Task prompt:
From the entries that follow, copy each line containing the word "stone".

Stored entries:
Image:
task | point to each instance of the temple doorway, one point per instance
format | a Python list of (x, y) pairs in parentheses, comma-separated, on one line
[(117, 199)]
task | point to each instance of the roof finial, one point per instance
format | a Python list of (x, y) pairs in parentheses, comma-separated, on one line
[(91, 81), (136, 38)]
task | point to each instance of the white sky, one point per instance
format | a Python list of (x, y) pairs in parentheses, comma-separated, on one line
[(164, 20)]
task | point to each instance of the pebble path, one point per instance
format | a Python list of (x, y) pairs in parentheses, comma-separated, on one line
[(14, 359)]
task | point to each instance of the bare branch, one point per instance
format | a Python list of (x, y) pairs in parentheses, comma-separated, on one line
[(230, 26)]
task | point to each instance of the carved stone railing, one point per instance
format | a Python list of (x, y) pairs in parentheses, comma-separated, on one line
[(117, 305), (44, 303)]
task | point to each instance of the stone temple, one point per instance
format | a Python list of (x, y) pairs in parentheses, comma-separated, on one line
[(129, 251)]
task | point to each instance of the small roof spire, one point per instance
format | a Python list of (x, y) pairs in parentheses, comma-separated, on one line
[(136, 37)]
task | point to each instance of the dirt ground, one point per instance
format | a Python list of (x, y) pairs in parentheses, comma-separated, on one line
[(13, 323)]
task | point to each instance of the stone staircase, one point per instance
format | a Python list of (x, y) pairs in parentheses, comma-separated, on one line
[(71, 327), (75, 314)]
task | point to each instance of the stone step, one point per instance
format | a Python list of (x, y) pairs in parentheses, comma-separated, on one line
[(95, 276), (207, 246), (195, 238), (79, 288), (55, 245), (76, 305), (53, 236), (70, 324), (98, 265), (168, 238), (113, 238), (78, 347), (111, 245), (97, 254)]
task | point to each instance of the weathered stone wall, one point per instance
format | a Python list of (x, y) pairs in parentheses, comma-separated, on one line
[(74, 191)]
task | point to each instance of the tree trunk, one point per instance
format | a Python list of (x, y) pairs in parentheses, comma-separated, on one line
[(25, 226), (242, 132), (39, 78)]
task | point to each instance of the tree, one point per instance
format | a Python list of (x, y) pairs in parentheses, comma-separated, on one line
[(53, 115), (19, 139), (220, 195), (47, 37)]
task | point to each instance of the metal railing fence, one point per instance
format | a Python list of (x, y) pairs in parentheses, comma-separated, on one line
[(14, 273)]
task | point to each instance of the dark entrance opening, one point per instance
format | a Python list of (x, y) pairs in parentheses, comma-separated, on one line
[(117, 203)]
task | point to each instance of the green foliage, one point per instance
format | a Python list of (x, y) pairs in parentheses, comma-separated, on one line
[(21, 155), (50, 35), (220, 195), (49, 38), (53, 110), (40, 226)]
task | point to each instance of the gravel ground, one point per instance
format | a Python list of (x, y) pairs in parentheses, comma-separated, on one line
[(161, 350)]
==
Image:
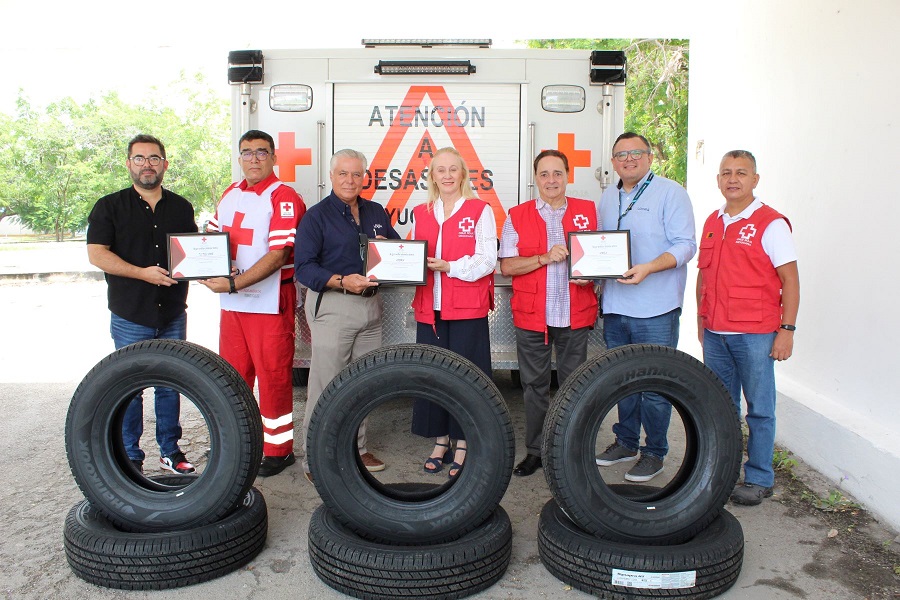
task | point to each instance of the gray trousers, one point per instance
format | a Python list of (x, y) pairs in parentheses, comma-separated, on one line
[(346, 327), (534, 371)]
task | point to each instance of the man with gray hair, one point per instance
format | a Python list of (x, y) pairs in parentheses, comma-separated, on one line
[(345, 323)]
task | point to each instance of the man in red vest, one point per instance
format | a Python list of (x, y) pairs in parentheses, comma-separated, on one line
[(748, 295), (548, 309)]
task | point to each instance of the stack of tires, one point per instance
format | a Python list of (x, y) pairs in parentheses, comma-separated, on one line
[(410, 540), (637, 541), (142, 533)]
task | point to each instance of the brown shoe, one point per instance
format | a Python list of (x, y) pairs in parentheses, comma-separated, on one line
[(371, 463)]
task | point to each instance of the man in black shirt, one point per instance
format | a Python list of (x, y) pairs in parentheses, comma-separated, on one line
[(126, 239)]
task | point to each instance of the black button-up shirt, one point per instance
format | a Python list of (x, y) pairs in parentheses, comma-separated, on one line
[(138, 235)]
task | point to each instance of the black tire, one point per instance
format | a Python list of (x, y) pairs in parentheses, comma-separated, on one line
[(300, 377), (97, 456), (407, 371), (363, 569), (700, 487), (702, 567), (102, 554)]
--
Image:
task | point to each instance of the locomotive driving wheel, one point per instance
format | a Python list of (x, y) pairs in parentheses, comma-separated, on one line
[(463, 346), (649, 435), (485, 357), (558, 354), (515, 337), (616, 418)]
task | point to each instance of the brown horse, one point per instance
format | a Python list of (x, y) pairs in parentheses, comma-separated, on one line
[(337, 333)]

Solution to this problem:
task | point to each instance of the carved stone railing, one point per instance
task | point to each instance of the stone temple, one point per instance
task | point to each instance of the stone staircase, one point per instance
task | point to each instance of the stone step, one point per instance
task | point to each instance of the weathered stone wall, one point per instance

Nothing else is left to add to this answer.